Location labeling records
_____

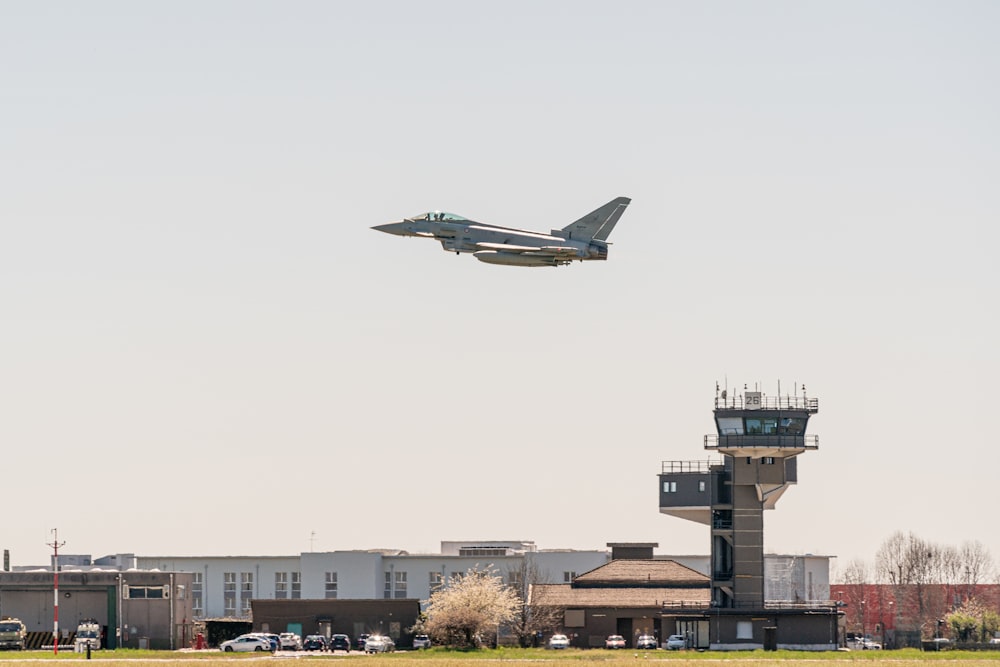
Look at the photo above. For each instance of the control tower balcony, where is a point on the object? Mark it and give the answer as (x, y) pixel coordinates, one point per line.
(757, 445)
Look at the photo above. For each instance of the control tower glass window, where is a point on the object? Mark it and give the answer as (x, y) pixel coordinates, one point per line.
(730, 426)
(792, 426)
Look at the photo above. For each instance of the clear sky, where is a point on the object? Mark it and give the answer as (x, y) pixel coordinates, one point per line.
(205, 349)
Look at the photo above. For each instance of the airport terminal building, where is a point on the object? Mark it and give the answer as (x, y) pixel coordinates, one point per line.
(325, 589)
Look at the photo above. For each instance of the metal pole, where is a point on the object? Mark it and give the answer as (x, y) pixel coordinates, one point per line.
(55, 589)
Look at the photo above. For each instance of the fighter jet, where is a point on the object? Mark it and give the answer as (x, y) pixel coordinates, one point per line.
(585, 239)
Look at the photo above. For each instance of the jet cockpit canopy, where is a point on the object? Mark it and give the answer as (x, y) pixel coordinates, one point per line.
(439, 216)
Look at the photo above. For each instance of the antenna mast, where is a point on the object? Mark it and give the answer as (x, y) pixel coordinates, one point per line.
(55, 544)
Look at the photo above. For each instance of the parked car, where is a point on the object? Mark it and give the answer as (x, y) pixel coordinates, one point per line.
(246, 643)
(314, 643)
(272, 639)
(340, 643)
(379, 644)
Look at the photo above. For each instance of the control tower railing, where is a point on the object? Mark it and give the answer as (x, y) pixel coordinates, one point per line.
(715, 441)
(689, 466)
(738, 402)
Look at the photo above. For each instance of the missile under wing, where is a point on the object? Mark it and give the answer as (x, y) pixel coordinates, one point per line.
(585, 239)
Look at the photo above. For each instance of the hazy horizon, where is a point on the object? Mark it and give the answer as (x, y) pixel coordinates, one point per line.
(200, 327)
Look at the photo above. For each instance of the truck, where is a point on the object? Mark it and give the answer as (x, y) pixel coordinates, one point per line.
(12, 633)
(88, 634)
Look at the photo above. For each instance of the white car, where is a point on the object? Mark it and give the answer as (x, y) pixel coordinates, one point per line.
(379, 644)
(246, 643)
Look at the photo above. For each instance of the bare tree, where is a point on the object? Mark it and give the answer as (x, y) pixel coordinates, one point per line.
(914, 567)
(538, 617)
(977, 565)
(855, 577)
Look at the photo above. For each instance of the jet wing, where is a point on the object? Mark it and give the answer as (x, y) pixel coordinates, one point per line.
(549, 251)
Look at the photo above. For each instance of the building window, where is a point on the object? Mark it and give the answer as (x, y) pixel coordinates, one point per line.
(144, 592)
(229, 593)
(197, 591)
(246, 591)
(483, 551)
(400, 592)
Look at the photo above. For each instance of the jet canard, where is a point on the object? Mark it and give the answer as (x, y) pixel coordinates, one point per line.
(585, 239)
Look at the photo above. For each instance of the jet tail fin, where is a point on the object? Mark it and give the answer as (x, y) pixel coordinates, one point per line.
(598, 224)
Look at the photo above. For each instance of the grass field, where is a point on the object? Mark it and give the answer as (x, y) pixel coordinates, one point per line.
(440, 657)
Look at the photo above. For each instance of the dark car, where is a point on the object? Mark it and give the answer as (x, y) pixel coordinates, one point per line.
(340, 643)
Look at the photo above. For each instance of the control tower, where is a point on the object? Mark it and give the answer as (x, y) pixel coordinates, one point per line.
(758, 438)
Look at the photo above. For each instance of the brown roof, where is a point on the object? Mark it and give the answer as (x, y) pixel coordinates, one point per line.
(642, 573)
(565, 595)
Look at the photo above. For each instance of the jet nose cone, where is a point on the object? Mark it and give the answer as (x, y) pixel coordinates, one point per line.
(397, 228)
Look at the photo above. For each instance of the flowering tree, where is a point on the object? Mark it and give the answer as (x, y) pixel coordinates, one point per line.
(469, 608)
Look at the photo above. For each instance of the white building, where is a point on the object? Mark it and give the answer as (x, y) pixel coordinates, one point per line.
(224, 585)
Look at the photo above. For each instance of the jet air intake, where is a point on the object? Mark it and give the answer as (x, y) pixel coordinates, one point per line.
(515, 259)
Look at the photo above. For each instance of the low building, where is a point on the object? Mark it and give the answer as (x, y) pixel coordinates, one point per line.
(625, 597)
(328, 617)
(134, 609)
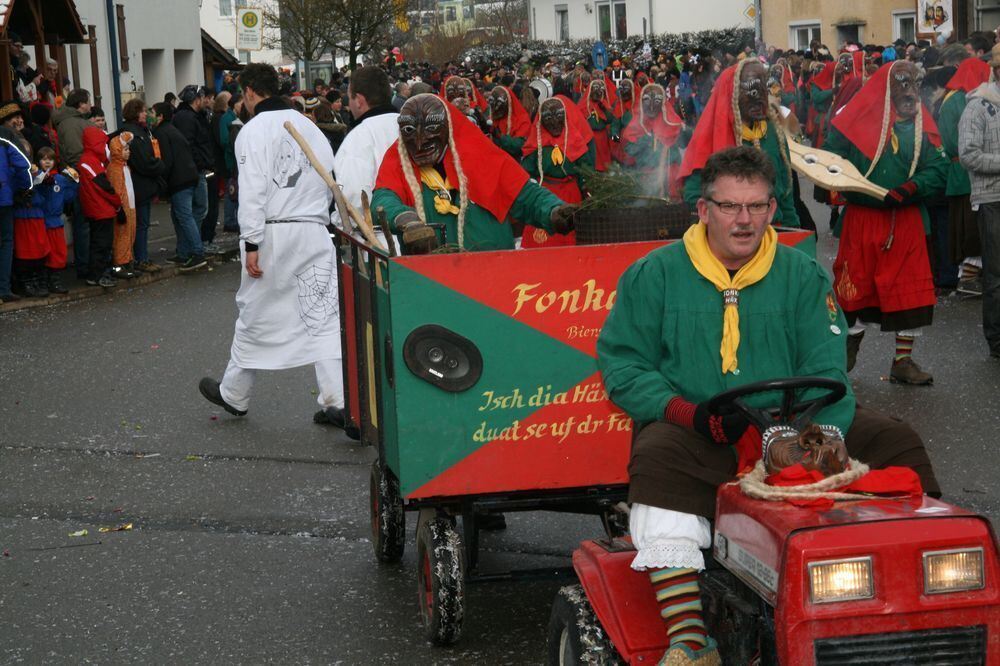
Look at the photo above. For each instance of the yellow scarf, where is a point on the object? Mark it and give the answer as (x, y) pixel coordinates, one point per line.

_____

Quote every record above exactly, leaving out the pictures.

Look at the photo above. For each instance of the control tower balcony, where is a point on the object? Mark it and give the answer as (x, y) pixel coordinates, one point per line.
(757, 445)
Look at the photo above. For each instance of the control tower glass window, where is a point on the object? Mark it and give the answer as (x, y) pixel coordinates, one point per line.
(730, 426)
(792, 426)
Look at the photo above. For each instance of the clear sky, where is a point on the object? Mark it and give the answer as (x, y) pixel coordinates, one point per line.
(205, 349)
Look at the photo above. For each instance of the airport terminal building, where is a point on the object? Mark it and give the answer as (x, y) pixel coordinates, one point per line.
(325, 589)
Look at the photo above. For each instance of the metal pole, where is a point on the object? Mark it and give the answer as (x, y) pixel coordinates, one point per line.
(55, 589)
Look at the photo above. For each instance of the fighter jet, where is a point on the object? Mark it and give the answer as (x, y) pixel coordinates, one point per line.
(585, 239)
Look at the photo above. For each instance of the jet cockpit canopy, where is a point on the object? Mark it and give the answer as (x, y) pixel coordinates, one point per line.
(439, 216)
Look at the photo above. For each instance of the antenna mast, where is a point on the object? Mark it and give the answer as (x, y) pixel coordinates, one point per line.
(55, 544)
Look at the photo above. For each instance of the parked car, where is a point on the object? Mark it and give the answer as (x, y) pixel coordinates, one point per line.
(246, 643)
(314, 643)
(272, 639)
(340, 643)
(379, 644)
Look at the photo above. For each instance of the control tower railing, where is a point on the object? Mark it and give the answer as (x, y) pixel coordinates, one point per line.
(715, 441)
(689, 466)
(738, 402)
Look at the photo above. For each instance of the missile under wing, where is a point on the object? Mark it and give the answer as (x, y) pixel coordinates, one point per line.
(585, 239)
Look at the photo above. For each instance of the hazy horizon, where is a point on the object? Mark it and give the answer as (x, y) pixel coordinates, one point per line.
(200, 327)
Look at the photo above. For each instance of the truck, where is a point on the object? Mark it and give the answer as (x, y) pixel coordinates, one point per line.
(12, 633)
(88, 634)
Look at the photo above. For each instance of the white car, where is a point on the object? Mark it and give the answer as (x, y) pixel coordinates, one point per line.
(379, 644)
(246, 643)
Look at the photo above. For each instance of the bare tree, where is a point on the object? Mark it and give the answer as (x, y) pixel coordinates, one point per line.
(914, 567)
(538, 617)
(977, 565)
(855, 577)
Look at the photo above. For each instance of the jet wing, where is a point on the object? Mark it and give the answer as (x, y) pixel coordinates, one point per line.
(549, 251)
Look at the photo above. For each instance of the building window, where is a point on the object? Mark it and give the answer as (x, y) pixel coordinates, one point per line.
(144, 592)
(229, 593)
(197, 591)
(246, 591)
(483, 551)
(400, 592)
Look at the photo above. For each instance of the jet canard, where is a point on the object? Mark it and give the answer as (x, y) pixel coordinates, one point per line.
(585, 239)
Look at the photo above. For each instance of the jet tail fin, where is a point on the object? Mark it and give the answer as (x, y) pixel coordinates, one point per line.
(598, 224)
Look at the photo above. For each instance of the grass field, where is a point on the object? Mark it and give the answer as (x, y) pixel coordinates, one point per line.
(440, 657)
Look at the photo above. For each instance of the dark car, where is a point on the object? Mark it and give the answer as (x, y) pixel coordinates, one point per line.
(340, 643)
Look at the photo above. For each instance of the control tower, where is a point on the object? Mark it and give the answer as (x, y) pixel coordinates, one point per line.
(758, 438)
Look at the photo above. For each instance of the brown roof, where is a point on the object? Mark it and give the answer as (x, y) pixel coordinates, one point per line.
(642, 573)
(565, 595)
Look at the photo above. For each instance of the jet nose cone, where is a point on the object? Mark it and give the answer as (x, y) pixel coordinates, one point per line.
(397, 228)
Look at the photo above. For each instance of the flowering tree, where is a point on the object? Mark it and give the answer as (x, y) pixel coordinates, one point per line.
(469, 608)
Look at the photo above. For each instance of the white building, where is a point on the object? Mark it and give the answer as (x, y) pixel coordinates, one point per line.
(224, 585)
Look at the photo above. For each instance of the jet air intake, where is a point on the object? Mark it and give the answer as (x, y) pixel coordinates, one point per line.
(515, 259)
Look at the photo above. For each instance of the low building, where is a point on the object? Mark it and give the answer as (x, y) pixel coordinates, one point per line.
(625, 597)
(328, 617)
(134, 609)
Look at the photo above. For each instance of the yellow scarf, where is a point on the object? Mark it and give the answer as (x, y) pixel coordinates, one point per line.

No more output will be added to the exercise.